[Work required]: Which award did the Katherine Govier biography say she received in 1997?

[Exercise passage]:
──────────────────────────────

Canadian novelist and essayist

Katherine Mary Govier (born July 4, 1948) is a Canadian novelist and essayist.

==Biography==
Katherine Govier was born in Edmonton, Alberta, and was educated at the University of Alberta and York University. She has been made a Distinguished Alumna of the University of Alberta and is one of York University's "Famous Fifty" graduates. She has been Chair of the Writers' Trust of Canada and President of PEN Canada. Govier has published essays in major newspapers and magazines, including Maclean's, Saturday Night, The Globe and Mail, Harper's, Queen, and The Toronto Star.

Govier was shortlisted for the Trillium Award in 1994, and won the City of Toronto Book Award in 1992. In 1997, she was awarded the Marian Engel Award for a woman writer in mid-career. Her novel Creation was a New York Times Notable Book of 2003. Her 2010 novel, The Ghost Brush, focusing on the life of Katsushika Oi, has been published in translation in French as La Femme Hokusai, in Japanese as Hokusai Tu Oi, in Spanish as La Hija del Dibujante, in Romanian as Fiica Lui Hokusai, and in the United States under the title The Printmaker's Daughter. In 2014, Lori Saint-Martin and Paul Gagne were nominated for the Governor General's award for translation 2014 for their translation of The Ghost Brush into French as La Femme Hokusai, published by Quebec-Amerique.

──────────────────────────────

[Region pointing data]
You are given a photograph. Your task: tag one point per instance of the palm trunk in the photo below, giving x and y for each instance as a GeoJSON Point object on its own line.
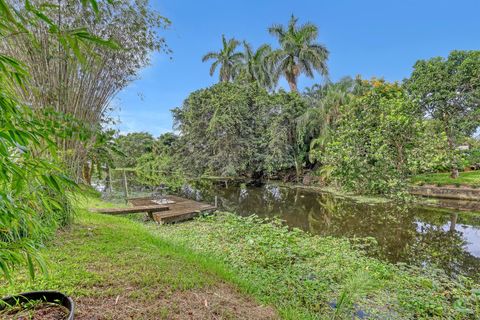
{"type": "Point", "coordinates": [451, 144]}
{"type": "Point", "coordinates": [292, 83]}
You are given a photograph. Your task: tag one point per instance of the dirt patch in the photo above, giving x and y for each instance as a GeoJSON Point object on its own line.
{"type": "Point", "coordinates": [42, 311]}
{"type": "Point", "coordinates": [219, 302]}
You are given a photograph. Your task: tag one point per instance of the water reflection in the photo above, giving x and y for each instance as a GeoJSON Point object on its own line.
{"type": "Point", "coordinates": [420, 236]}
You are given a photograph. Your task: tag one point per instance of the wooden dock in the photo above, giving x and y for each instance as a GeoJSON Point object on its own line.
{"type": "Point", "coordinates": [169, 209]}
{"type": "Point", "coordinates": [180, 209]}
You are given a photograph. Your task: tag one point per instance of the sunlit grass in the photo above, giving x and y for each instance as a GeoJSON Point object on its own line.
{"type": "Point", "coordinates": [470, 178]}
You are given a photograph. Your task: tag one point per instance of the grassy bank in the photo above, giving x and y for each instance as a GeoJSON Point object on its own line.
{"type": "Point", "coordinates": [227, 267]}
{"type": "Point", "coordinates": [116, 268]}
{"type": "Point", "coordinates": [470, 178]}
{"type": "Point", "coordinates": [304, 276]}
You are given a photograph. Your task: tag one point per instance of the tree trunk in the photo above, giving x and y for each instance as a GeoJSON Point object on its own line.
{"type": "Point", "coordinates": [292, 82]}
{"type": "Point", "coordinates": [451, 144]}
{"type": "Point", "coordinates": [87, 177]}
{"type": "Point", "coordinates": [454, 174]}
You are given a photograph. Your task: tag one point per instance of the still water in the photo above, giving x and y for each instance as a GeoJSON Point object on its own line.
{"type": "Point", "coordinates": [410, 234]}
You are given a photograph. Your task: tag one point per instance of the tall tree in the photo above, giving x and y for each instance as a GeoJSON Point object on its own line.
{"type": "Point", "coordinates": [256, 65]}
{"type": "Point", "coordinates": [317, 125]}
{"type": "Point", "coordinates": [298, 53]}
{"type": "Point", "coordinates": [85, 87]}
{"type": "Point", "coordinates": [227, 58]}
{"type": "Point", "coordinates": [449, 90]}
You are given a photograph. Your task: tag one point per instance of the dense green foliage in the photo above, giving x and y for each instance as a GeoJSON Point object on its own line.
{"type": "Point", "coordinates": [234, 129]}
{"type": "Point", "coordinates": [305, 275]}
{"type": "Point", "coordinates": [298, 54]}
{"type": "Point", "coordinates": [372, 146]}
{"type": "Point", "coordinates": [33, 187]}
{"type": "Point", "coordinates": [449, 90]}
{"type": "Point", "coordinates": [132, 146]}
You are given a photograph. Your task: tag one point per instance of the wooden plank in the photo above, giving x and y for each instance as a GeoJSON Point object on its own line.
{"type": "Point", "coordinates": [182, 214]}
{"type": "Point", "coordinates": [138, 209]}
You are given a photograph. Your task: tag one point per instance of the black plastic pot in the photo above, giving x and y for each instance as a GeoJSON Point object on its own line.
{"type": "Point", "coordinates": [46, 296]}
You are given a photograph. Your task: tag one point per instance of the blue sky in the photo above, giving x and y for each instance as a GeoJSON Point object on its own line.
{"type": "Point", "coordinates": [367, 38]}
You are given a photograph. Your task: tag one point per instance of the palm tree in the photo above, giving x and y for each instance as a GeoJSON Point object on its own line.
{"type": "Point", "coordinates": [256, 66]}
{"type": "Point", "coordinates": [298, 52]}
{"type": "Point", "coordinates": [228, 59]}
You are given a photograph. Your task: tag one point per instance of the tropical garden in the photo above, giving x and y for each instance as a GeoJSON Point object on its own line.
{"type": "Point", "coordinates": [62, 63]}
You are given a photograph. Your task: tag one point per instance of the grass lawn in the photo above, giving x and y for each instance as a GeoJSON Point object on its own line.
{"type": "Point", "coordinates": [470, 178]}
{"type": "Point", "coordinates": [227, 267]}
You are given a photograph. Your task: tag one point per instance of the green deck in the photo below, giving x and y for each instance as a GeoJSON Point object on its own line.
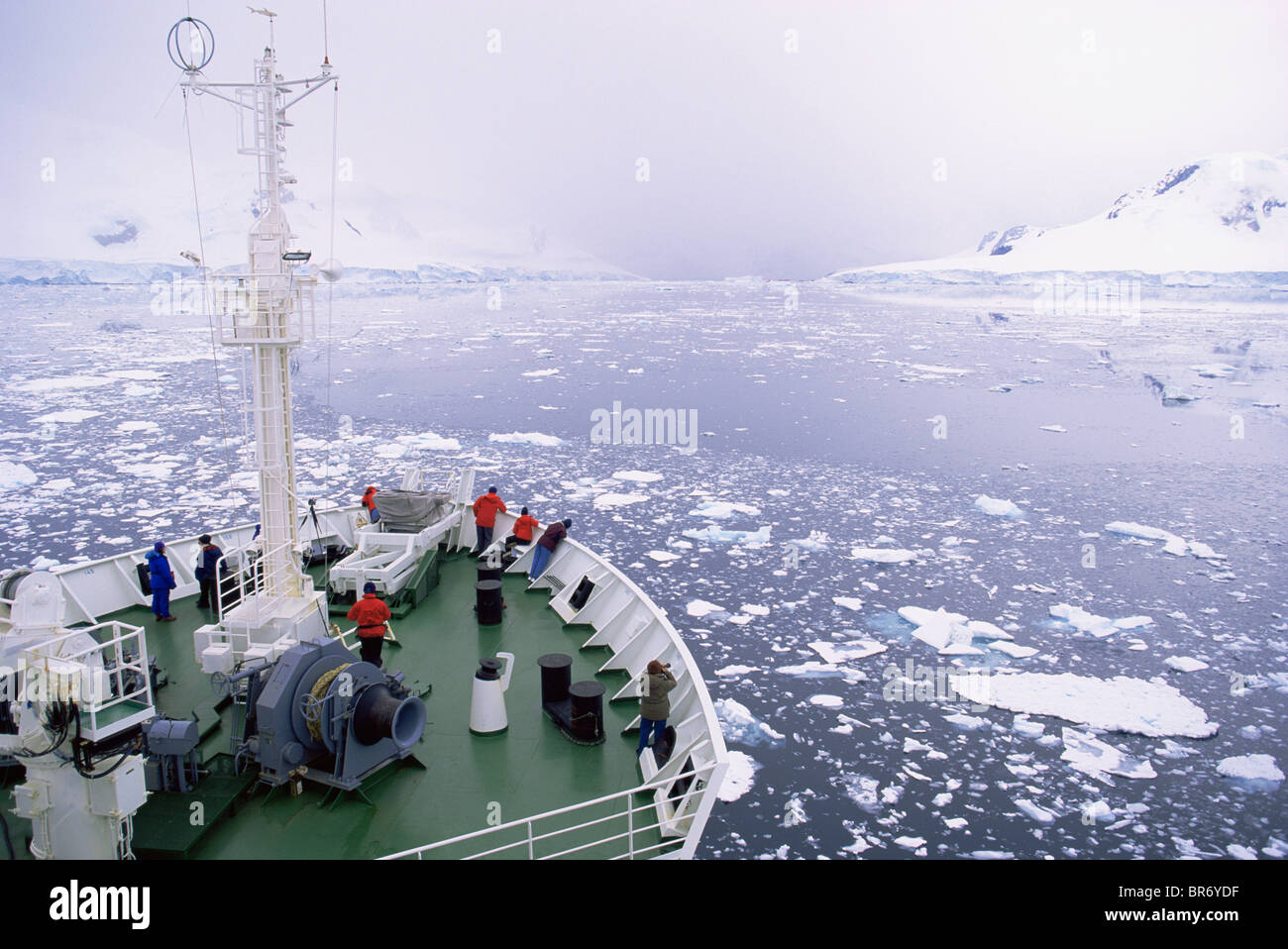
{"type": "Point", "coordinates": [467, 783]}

──────────────────────────────

[Answer section]: The Marian Engel Award for a woman writer in mid-career.